WHAT THE TASK REQUIRES :: Do not copy the pictures; transcribe all other material exactly.

==== DATA SHOWN

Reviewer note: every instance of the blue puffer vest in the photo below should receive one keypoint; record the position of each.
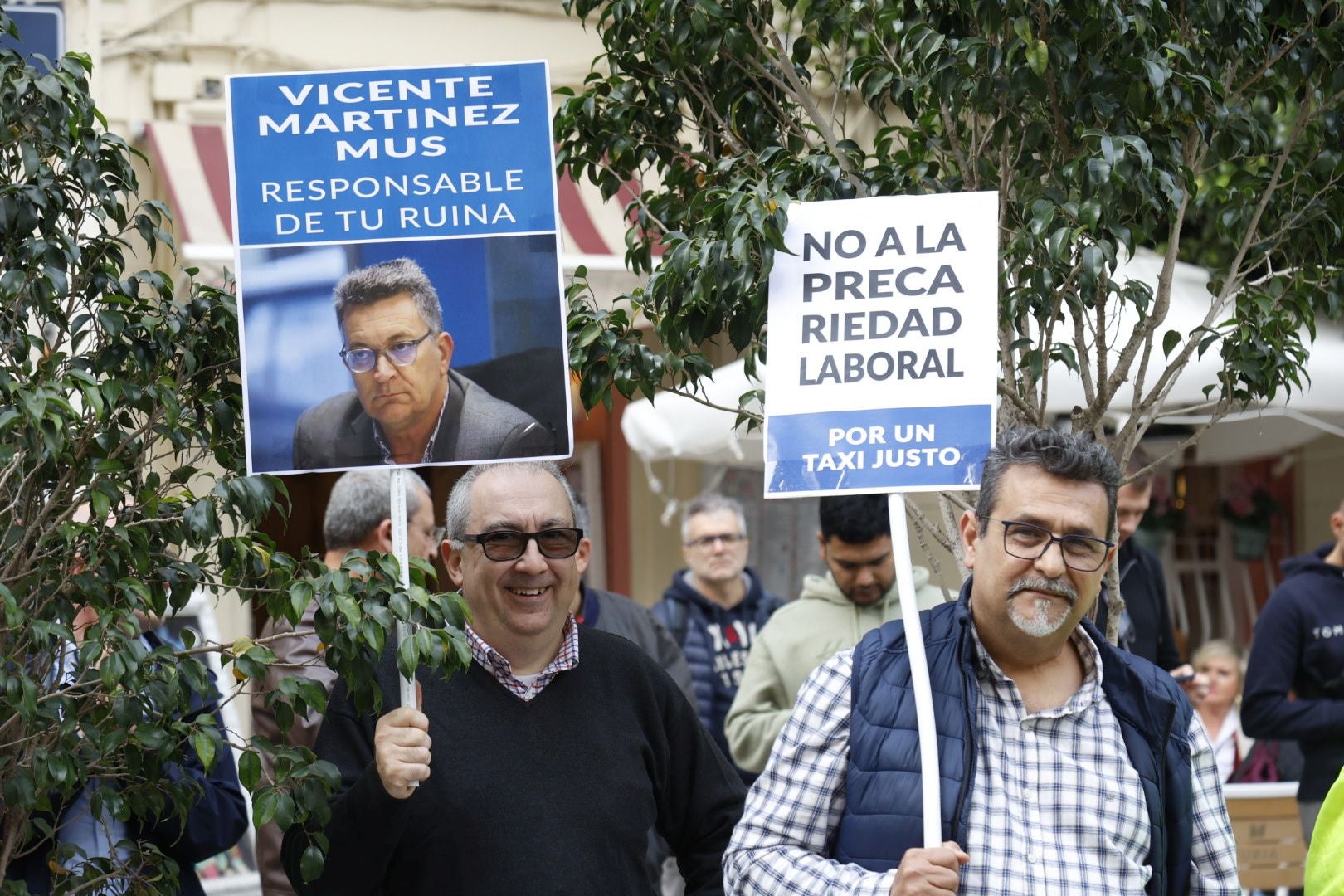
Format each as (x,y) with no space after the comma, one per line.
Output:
(882,817)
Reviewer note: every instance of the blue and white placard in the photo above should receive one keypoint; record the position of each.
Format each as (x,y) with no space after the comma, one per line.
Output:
(448,167)
(884,349)
(392,153)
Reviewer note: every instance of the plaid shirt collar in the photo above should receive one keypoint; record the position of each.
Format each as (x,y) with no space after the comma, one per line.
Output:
(1088,694)
(494,661)
(429,446)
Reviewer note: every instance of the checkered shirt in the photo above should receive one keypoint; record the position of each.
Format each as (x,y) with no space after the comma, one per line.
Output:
(1081,829)
(528,687)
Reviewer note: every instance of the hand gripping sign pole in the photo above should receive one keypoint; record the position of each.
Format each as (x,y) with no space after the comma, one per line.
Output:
(402,553)
(397,483)
(918,672)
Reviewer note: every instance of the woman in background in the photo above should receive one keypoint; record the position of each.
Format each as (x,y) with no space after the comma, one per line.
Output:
(1222,661)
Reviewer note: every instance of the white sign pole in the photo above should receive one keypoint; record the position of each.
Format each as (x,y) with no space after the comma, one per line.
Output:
(402,553)
(918,672)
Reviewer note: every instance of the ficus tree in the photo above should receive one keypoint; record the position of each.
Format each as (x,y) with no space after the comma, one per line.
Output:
(1205,130)
(121,494)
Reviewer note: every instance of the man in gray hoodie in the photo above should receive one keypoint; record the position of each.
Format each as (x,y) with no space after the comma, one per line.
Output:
(830,614)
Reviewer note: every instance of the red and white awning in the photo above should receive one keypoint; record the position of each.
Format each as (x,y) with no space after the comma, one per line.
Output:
(192,160)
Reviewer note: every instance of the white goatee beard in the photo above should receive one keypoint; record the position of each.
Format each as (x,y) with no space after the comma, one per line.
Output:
(1038,625)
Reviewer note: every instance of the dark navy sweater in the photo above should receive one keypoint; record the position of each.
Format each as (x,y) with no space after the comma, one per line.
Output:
(1298,646)
(548,796)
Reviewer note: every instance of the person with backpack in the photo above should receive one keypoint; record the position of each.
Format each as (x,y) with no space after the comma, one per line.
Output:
(1294,679)
(715,606)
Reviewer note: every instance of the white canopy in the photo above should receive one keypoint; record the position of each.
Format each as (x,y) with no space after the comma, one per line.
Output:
(676,427)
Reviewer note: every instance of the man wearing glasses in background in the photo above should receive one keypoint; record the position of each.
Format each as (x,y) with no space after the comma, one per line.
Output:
(715,606)
(1068,766)
(541,767)
(407,406)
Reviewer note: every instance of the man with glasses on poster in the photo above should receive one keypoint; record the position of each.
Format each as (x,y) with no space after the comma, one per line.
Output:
(541,767)
(407,406)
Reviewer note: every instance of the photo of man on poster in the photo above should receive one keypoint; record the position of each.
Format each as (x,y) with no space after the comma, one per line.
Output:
(407,405)
(403,353)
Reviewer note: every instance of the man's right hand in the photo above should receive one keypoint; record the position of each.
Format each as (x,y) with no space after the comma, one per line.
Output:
(925,872)
(401,748)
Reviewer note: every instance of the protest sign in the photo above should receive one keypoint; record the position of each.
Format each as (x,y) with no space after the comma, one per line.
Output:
(884,351)
(344,173)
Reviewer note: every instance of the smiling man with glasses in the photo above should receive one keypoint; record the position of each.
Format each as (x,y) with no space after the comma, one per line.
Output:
(407,405)
(543,766)
(1066,765)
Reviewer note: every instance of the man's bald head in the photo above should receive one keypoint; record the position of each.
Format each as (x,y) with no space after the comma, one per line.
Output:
(360,501)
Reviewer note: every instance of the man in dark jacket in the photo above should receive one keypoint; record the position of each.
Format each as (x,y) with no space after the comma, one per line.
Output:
(1146,629)
(358,514)
(553,754)
(214,822)
(715,606)
(1064,765)
(1298,649)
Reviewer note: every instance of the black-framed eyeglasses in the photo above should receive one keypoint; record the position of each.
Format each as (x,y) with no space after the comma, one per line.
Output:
(509,544)
(707,540)
(1027,542)
(362,360)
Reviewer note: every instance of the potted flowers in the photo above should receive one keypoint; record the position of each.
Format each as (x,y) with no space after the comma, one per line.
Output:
(1250,508)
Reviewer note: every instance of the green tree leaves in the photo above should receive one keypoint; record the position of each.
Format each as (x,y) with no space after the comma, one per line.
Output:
(123,496)
(1103,125)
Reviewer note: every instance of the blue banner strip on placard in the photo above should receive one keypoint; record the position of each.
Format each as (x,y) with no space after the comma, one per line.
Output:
(878,450)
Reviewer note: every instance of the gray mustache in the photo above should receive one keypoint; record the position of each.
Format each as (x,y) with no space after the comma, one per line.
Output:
(1049,586)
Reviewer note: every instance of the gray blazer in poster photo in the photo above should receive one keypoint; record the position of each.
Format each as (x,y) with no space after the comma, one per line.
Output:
(475,426)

========

EXERCISE ANSWER ::
Reviewer note: every instance of the blue puffer vest in the photo below should receive one keypoint; record the position of each.
Format each as (x,y) with no space after the comma, one per line.
Output:
(882,817)
Reviewer note: every instance of the blue and white placard in the photo above should receive one keypoint; record the position of each.
Format each as (x,y) with no space after the comma, one per line.
Output:
(448,167)
(884,349)
(392,153)
Reviewer note: every instance of the plaid shirt collar in the photo above should receive one keypoint; record the position of each.
Format each as (x,y) with no space after the comma, one per line.
Output:
(1088,694)
(494,661)
(429,446)
Reviewer note: every instance of the checkered shirt in the photo above should receive one keypoint; record the position of each.
Format each as (x,y) with no space after the comma, one per line.
Output:
(1081,829)
(528,687)
Reviewer note: every instance of the hand gripping sign pole in the photo above should receive one keypoint; record the position of each.
Format each as (x,y) with no space after the comma, one per line.
Output:
(402,553)
(397,483)
(918,672)
Reviewer note: every instance of the woman in background in the photo above should receive one keypoint; record the position of each.
Format each as (x,y) with no space after the comma, one per line.
Output:
(1222,661)
Reviewer note: every instance of the white sign pole in the photo above should receive one keypoint; record the position of each.
Format each as (x,y) with no space after the comma, one per line.
Output:
(402,553)
(918,672)
Reviewer note: every instance of the ficus tree in the photo above should receive one keypoint; record the position of each.
Format each as (x,y) with no space after the comma, one per line.
Output:
(1205,130)
(121,494)
Reviewer note: every instance of the man in gray hoodie in the photo above should receive one keypoint; record the position of each.
Format each as (x,y) with no space after the comma, one per line.
Output:
(830,614)
Reviewer note: every instance of the red and white awning in the photo above should receive one keypoint; record the position of each.
Format each as (x,y) with no space after the comma, one per line.
Output:
(192,160)
Reviewer note: every instance of the white goatee beard in the photo above should receive one keypoint; record the position of each.
Format each as (x,y) with no space after the comma, one per line.
Output:
(1038,625)
Reviewer note: every instance of the dark navy sweater in the photo above should receive one keypoint; record the position of each.
Format each as (x,y) with no space after the comma, one per line.
Output:
(1298,646)
(548,796)
Reviewer note: every instance of the person with backpack in the photo above should receive one keypoint; record the position of each.
Format each as (x,y) with no space after the comma, one per line.
Output:
(1294,679)
(715,606)
Reviewer note: every instance of the white canopy in the photo above should receive one keypoint; record the position of each.
Format each as (x,y) with no space after the comma, one per line.
Output:
(676,427)
Reviewer note: every instance of the man wearing glasses in background in the photo above should receive one keypoint; record the position of each.
Format each as (x,y) with no space after the comma, one per line.
Output:
(715,606)
(1068,766)
(541,767)
(407,406)
Reviewer note: every instance of the man with glasses on poster in the photo above should receive one keypoint; record the position of each.
Format each as (x,y) with no space after the comma, one per line.
Output:
(541,767)
(407,406)
Reviewer note: every instance of the photo of man on poster in the photo above should receive one keypoint; record the position of each.
Format each as (x,y) with no space after the comma, one per line.
Output:
(407,405)
(403,353)
Reviewer note: every instance of the man's right hand in the photo above should receive one keypoint; record the position of each.
Format each as (x,y) with no space after the comma, one per line.
Output:
(925,872)
(401,748)
Reviewer note: every instance of the protest sign in the photo above should receive one keypoint; record the position of each.
Format each as (x,y) with no space after the comma, one per line.
Output:
(884,351)
(344,173)
Reviewer note: every instance of the smiling man with glasses in the photo above should receive one keypoint; record the position of each.
Format each as (x,y) with no space after the comma, one per line.
Output:
(407,405)
(543,766)
(1066,765)
Reviewer note: every instance of the man's bald head in the photo above should receive one keypoint; record the position of each.
Format each as (x,y) with no space after the comma, one per line.
Output:
(360,501)
Reviewer note: every instance of the man in dark jacket in the photo above should receive one keypoint; record the position of each.
Format each as (x,y) with no space after the comma, one per line.
Output:
(1146,629)
(358,514)
(553,754)
(214,822)
(715,606)
(1064,765)
(1298,649)
Reviewer note: every instance of the black-framed eyeglasses in the photo above should receive one keypoint; record the position of each.
Format each as (x,y) with no space after the comma, one per line.
Output:
(509,544)
(707,540)
(1027,542)
(362,360)
Reviewer note: every instance of the potted flowers in the photo above should receive one keypoint; record the position of each.
Format each as (x,y) with no space after the comma, one per line.
Output:
(1250,508)
Reviewer note: every instance of the green tree leaves in the photo above should receive one keypoint; record the position of each.
Format each as (x,y) with no space after the comma, one per line.
Output:
(123,496)
(1103,125)
Reviewer note: every instance of the blue banner strip on placard in the photo above should receive one keypoint; record the position of each.
Format each as (x,y) with no space after the comma, one per line.
Output:
(878,450)
Reviewer note: every instance of the gray mustache in the photo above should receive one keypoint; record the position of each.
Format each as (x,y) with no space after the comma, one per line.
Output:
(1049,586)
Reviewer note: every instance of the gray blazer in poster photo in the photo above should receive one keypoint; record the position of each.
Format each as (x,y) with no space after the comma, one per line.
Output:
(475,426)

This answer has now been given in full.